- _GOAL A_
Reproduce, unchanged, the listing lines from the one that contains "Pick-and-place routine: the robot arm needs to grasp the autumn" through the one that contains "left=0, top=157, right=200, bottom=217", both included.

- _DOCUMENT_

# Video of LiFeBATT installation in a Ducati !



## LiFeBATT_UK (Jun 2, 2008)

Hi All,

I have been wanting to do a video to explain how easy it is to install the LiFeBATT system for a while. We had a free weekend recently, so with help from Steve at www.jozzbikes.co.uk and Andy at http://www.evmotorcycle.org, we converted a Ducati to EV, please excuse my wooden, sometimes 'Game Show' host delivery. Certainly not the polished performance we get from Gav.







Also see EV Motorcycle blog: http://www.evmotorcycle.org/home/node/41

Cheers,

Ian


----------



## frodus (Apr 12, 2008)

Hey Ian, its Travis... Sorry I've been out of touch, its been busy!

Bike looks great, the BMS looks snappy too. Great job!


----------



## LiFeBATT_UK (Jun 2, 2008)

Hi Travis,

I hear your TTXGP entry is coming along nicely!

Are you going to blog/video your bike build?

Good luck.

- _GOAL B_
Answer these questions on the forum thread:
(i) What make of motorcycle was converted to EV?
(ii) Who from www.jozzbikes.co.uk helped with the conversion?
(iii) What is Travis's entry said to be for?

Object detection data
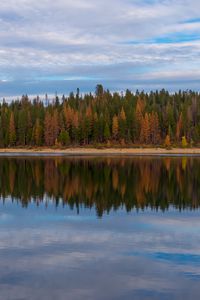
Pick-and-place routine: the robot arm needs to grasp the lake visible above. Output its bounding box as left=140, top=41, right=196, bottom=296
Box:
left=0, top=157, right=200, bottom=300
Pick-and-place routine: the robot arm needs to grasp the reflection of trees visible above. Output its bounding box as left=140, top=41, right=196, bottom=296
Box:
left=0, top=158, right=200, bottom=216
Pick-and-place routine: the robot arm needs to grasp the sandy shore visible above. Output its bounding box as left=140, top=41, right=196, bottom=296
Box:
left=0, top=148, right=200, bottom=156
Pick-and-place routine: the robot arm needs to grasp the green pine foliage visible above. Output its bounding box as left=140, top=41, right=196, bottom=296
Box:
left=0, top=85, right=200, bottom=147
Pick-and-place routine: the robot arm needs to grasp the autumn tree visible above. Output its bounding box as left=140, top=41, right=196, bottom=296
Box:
left=9, top=112, right=16, bottom=146
left=112, top=115, right=119, bottom=140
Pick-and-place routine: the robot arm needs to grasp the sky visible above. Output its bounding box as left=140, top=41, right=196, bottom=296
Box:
left=0, top=0, right=200, bottom=97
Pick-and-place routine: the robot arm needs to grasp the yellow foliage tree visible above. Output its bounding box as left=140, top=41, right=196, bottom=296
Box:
left=182, top=136, right=188, bottom=148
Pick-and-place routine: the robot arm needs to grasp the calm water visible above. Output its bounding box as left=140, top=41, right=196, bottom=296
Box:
left=0, top=157, right=200, bottom=300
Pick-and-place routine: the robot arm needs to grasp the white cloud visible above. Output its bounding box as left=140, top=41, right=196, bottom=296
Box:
left=0, top=0, right=200, bottom=93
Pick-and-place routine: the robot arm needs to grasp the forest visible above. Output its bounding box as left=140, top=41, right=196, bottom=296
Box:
left=0, top=85, right=200, bottom=148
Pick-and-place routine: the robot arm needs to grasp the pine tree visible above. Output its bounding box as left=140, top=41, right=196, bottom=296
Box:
left=112, top=115, right=119, bottom=140
left=9, top=112, right=16, bottom=146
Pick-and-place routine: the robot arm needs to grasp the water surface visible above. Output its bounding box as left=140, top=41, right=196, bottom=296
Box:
left=0, top=157, right=200, bottom=300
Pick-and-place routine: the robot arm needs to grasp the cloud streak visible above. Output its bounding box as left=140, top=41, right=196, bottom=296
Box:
left=0, top=0, right=200, bottom=97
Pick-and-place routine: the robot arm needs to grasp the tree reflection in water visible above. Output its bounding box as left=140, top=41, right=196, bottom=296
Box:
left=0, top=157, right=200, bottom=217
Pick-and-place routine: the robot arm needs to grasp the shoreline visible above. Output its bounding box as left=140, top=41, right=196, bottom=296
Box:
left=0, top=148, right=200, bottom=157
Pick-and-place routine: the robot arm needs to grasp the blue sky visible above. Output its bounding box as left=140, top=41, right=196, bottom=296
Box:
left=0, top=0, right=200, bottom=97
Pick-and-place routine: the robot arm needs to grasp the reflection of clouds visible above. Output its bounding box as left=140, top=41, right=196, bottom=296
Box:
left=0, top=208, right=200, bottom=300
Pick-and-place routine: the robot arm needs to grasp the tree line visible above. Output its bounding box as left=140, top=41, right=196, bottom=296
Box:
left=0, top=85, right=200, bottom=147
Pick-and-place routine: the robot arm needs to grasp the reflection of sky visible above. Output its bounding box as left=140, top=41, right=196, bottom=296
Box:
left=0, top=202, right=200, bottom=300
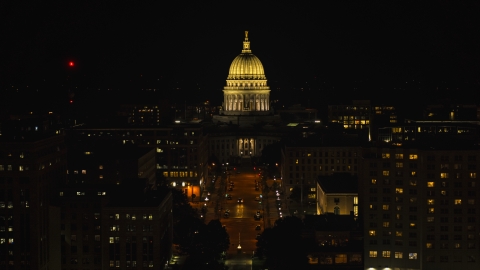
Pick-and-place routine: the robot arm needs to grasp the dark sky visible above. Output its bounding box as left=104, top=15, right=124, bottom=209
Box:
left=0, top=1, right=480, bottom=105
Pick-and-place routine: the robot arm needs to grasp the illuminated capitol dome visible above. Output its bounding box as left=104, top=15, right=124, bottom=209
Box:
left=221, top=31, right=272, bottom=115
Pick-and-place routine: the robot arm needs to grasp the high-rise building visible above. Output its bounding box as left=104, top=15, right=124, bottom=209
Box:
left=0, top=115, right=67, bottom=269
left=359, top=145, right=480, bottom=269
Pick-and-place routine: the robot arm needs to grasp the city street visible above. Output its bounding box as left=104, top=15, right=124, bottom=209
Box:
left=199, top=161, right=285, bottom=264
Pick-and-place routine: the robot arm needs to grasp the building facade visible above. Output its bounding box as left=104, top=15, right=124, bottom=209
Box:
left=359, top=147, right=480, bottom=269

- _TASK RESULT A_
Pick-and-place routine: the robot arm needs to grasp the autumn tree visible above. Output its bounding box as left=140, top=41, right=196, bottom=296
Box:
left=9, top=112, right=16, bottom=146
left=112, top=115, right=119, bottom=140
Pick-and-place routine: the robot arm needs to grasp the sky visible above. Output its bounding box as left=140, top=41, right=196, bottom=296
Box:
left=0, top=0, right=200, bottom=97
Pick-and-place routine: the robot arm needs to grasp the yellow foliage tree visible above. Output its bounding box as left=140, top=41, right=196, bottom=296
Box:
left=182, top=136, right=188, bottom=148
Pick-and-place routine: the robot arm needs to grasp the calm water visible above. Output its bounding box as left=140, top=41, right=196, bottom=296
Box:
left=0, top=157, right=200, bottom=300
Pick-and-place routine: the robot arm needs to grasp the white cloud visible above. Output its bounding box as left=140, top=41, right=196, bottom=296
Box:
left=0, top=0, right=200, bottom=93
Pick-and-place routine: the robot arm needs to grasp the forest visible above. Output its bounding box as left=140, top=41, right=196, bottom=296
Box:
left=0, top=85, right=200, bottom=148
Pick-and-place routine: the robot arm needs to grasp the pine tree visible above. Output its bounding box as left=140, top=41, right=196, bottom=296
Box:
left=112, top=115, right=119, bottom=140
left=9, top=112, right=16, bottom=146
Pick-and-place routine: the robot arm needs to grasp the water surface visible above. Output its bounding box as left=140, top=41, right=196, bottom=296
Box:
left=0, top=157, right=200, bottom=300
Pick-and-place routine: the robot arm needs to grasp the cloud streak visible above. Output its bounding box as left=140, top=41, right=196, bottom=296
Box:
left=0, top=0, right=200, bottom=97
Pick-and-place routine: the robot arm needs to grasp the tree reflection in water visible above. Output its bounding box as left=140, top=41, right=196, bottom=296
Box:
left=0, top=157, right=200, bottom=217

- _TASK RESULT B_
(i) A Ducati.
(ii) Steve.
(iii) The TTXGP.